Text passage>
I love mine, and have gotten rid of every pair of hard irons I've ever owned. Be forewarned though; some folks HATE jointed stirrups. You may be one of them, which is why I recommend getting an inexpensive pair first.


----------



## themacpack

phoenix said:


> I would still have to use a mounting block, i'm 5ft and my horse is 16.1 hhs.
> 
> 
> 
> mine hurts when mine are too short or the horse has a long stride, i found that my horse has a short choppy stride yet my friends horse has a long swinging stride and my back hurt more after riding her horse.
> 
> 
> 
> I* am luckily going to a horse expo this weekend, i'll pick up a pair of jointed stirrups (they sound great btw) and try them out. Thanks for the suggestion. Even if they don't help my knees much they will help my ankles which also end up sore after over an hour in the same position.*
> 
> 
> 
> I would happily get off my horse crying because i wasn't in pain. That would be a good reaction!


Which expo? I know the one here is coming up this weekend.......


----------



## crimsonsky

Speed Racer said:


> Phoenix, since you've not previously ridden in jointed stirrups, I'd recommend going with the 2-way. The 4 and 6-way may be too unstable for you until you're more familiar with how they feel.
> 
> I love mine, and have gotten rid of every pair of hard irons I've ever owned. Be forewarned though; some folks HATE jointed stirrups. You may be one of them, which is why I recommend getting an inexpensive pair first.


this! this exactly this!!  idk that i'll ever ride with solid stirrups again if i don't have to.


----------



## phoenix

Speed Racer said:


> Phoenix, since you've not previously ridden in jointed stirrups, I'd recommend going with the 2-way. The 4 and 6-way may be too unstable for you until you're more familiar with how they feel.
> 
> I love mine, and have gotten rid of every pair of hard irons I've ever owned. Be forewarned though; some folks HATE jointed stirrups. You may be one of them, which is why I recommend getting an inexpensive pair first.

Items in a dataset
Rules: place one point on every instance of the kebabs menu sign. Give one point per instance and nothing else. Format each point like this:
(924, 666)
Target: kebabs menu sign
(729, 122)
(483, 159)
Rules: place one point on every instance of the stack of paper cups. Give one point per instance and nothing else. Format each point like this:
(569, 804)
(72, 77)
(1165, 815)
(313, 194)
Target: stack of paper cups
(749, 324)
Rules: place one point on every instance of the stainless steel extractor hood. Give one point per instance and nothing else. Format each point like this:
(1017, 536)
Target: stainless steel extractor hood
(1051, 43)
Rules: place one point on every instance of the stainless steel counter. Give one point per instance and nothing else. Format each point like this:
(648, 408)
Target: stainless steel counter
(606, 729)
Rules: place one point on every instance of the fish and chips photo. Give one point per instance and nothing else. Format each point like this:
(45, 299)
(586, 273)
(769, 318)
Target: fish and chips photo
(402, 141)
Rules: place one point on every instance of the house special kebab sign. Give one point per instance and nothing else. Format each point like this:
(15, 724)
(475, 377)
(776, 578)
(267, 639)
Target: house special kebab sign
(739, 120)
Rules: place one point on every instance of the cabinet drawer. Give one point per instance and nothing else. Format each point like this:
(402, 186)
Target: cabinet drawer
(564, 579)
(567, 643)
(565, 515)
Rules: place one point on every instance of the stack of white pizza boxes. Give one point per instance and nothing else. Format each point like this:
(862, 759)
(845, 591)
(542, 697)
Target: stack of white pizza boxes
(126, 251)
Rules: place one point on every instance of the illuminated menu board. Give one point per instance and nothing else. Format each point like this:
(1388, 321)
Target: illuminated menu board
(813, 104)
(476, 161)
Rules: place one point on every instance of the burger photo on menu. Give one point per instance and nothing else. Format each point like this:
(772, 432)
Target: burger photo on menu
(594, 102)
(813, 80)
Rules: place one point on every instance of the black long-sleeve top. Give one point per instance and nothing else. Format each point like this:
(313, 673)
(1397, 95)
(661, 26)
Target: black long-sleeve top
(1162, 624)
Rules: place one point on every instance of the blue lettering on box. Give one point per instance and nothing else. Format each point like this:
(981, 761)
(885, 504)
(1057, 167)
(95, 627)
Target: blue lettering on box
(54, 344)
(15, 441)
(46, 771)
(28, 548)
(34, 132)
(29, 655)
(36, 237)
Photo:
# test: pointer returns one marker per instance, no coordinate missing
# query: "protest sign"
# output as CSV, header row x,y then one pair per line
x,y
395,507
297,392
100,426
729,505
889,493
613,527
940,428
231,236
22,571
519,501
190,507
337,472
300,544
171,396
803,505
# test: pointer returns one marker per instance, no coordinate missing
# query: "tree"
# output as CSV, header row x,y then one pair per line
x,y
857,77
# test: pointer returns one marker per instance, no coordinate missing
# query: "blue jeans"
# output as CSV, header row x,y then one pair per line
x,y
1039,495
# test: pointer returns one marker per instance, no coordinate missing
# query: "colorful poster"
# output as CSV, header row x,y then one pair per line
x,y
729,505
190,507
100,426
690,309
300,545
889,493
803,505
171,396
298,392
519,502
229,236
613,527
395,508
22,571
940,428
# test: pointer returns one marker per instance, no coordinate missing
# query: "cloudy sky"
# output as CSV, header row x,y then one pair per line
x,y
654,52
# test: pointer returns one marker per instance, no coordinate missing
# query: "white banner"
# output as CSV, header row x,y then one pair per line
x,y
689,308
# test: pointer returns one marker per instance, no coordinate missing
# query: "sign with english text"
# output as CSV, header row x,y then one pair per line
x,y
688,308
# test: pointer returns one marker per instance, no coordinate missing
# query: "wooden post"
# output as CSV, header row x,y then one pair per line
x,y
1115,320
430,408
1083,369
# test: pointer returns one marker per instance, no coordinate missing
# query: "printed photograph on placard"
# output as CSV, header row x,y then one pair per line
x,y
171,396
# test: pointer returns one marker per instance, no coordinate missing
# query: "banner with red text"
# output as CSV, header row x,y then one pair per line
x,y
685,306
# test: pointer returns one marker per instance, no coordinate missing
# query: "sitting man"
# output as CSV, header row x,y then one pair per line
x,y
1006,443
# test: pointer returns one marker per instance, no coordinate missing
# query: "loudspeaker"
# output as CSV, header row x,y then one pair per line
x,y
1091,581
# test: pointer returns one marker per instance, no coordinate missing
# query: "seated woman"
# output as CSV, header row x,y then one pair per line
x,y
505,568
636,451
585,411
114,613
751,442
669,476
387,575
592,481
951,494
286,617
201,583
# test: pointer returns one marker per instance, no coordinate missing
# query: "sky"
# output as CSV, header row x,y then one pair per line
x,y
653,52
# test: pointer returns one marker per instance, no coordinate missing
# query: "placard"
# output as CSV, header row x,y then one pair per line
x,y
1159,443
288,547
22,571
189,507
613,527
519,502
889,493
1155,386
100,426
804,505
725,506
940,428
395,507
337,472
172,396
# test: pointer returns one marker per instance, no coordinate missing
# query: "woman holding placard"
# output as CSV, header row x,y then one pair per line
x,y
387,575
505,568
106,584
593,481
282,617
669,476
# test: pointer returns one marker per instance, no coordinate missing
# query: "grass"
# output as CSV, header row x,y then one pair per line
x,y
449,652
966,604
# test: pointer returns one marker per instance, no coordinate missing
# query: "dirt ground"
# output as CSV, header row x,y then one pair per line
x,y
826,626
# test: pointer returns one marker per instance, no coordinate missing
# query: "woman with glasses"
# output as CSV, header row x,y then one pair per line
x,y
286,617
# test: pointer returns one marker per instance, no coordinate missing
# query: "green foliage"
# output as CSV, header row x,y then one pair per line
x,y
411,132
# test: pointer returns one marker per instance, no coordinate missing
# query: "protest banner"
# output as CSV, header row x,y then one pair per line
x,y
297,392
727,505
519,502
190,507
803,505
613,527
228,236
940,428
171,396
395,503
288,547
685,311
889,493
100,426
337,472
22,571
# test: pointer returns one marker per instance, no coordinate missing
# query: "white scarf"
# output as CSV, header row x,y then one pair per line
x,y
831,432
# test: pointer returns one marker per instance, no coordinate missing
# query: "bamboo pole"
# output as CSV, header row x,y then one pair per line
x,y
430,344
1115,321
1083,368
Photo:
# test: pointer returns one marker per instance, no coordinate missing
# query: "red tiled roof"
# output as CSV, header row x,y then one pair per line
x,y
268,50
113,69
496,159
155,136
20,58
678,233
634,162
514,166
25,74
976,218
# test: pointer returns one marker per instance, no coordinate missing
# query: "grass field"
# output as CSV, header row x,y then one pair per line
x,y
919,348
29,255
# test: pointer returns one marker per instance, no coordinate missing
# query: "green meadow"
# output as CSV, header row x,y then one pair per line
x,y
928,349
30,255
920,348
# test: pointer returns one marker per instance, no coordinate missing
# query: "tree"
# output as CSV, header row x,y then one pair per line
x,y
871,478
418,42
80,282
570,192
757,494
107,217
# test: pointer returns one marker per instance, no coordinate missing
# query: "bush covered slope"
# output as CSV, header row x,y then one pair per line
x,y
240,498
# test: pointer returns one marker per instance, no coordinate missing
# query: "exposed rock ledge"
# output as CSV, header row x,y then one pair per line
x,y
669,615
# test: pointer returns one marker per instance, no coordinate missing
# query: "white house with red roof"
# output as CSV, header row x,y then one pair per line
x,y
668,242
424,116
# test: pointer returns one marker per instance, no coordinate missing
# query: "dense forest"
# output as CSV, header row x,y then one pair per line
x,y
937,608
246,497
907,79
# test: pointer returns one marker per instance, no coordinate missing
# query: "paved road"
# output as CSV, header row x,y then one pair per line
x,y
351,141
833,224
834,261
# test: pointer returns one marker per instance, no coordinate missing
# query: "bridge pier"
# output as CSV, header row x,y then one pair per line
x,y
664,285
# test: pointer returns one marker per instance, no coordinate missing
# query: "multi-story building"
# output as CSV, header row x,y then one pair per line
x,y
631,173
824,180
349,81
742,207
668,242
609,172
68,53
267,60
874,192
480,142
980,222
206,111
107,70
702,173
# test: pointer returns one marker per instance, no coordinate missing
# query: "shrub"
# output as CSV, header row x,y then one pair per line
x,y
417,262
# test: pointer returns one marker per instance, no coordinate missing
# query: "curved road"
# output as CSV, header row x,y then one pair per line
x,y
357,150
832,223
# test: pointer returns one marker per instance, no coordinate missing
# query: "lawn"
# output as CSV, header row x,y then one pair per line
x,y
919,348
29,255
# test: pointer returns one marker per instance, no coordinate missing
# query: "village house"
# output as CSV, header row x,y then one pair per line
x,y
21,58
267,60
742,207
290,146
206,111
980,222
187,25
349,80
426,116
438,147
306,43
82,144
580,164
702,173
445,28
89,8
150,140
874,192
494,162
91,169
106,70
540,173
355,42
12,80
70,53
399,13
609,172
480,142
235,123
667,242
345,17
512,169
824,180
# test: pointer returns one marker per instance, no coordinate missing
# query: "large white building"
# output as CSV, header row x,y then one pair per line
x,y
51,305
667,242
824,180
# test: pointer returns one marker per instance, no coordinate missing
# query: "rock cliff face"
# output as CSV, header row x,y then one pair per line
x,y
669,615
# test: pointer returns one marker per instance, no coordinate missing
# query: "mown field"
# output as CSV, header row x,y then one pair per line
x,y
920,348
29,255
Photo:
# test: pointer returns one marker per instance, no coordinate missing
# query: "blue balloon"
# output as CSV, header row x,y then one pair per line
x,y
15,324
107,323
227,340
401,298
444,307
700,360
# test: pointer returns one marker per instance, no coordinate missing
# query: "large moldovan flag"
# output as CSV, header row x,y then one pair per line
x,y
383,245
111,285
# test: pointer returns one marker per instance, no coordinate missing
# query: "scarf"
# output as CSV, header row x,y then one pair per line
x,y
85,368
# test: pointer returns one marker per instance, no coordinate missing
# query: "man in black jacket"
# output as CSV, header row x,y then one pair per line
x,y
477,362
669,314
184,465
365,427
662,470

What to do>
1. Pull out every line of the records that contains the word "illuminated", and copy each one unchanged.
2. Please resume the forum thread about jointed stirrups, picking up right after its last line.

Per-task answers>
1.
Rules: place one point on every instance of the illuminated menu board. Give one point per instance and nothing else. Format each point like this:
Target: illuminated menu board

2.
Sounds like a good plan, i hadn't thought about that. I can try them out (sortof...) at least see how much movement there is when i'm shopping.



themacpack said:


> Which expo? I know the one here is coming up this weekend.......


I'm going to equine affair at the columbus expo center. Can't wait, i have my shopping list ready and everything! me and some barn friends are making a weekend of it. 



crimsonsky said:


> this! this exactly this!!  idk that i'll ever ride with solid stirrups again if i don't have to.


i hadn't even considered changing out my stirrups but it seems like a good idea. the ones i have are simple, boring and they were incredibly cheap when i got them 6 years ago. time for something new!


----------



## Celeste

Seems pretty expensive for something I don't know if I would like.

Herm Sprenger Jointed Stirrup Irons


----------



## chandra1313

A lady told me that I ride with my feet not pointed straight ahead and that can cause knee pain, which I had. I didn't realise I was so I made a big effort to make sure they were pointed straight ahead and it did help.


----------



## crimsonsky

Celeste said:


> Seems pretty expensive for something I don't know if I would like.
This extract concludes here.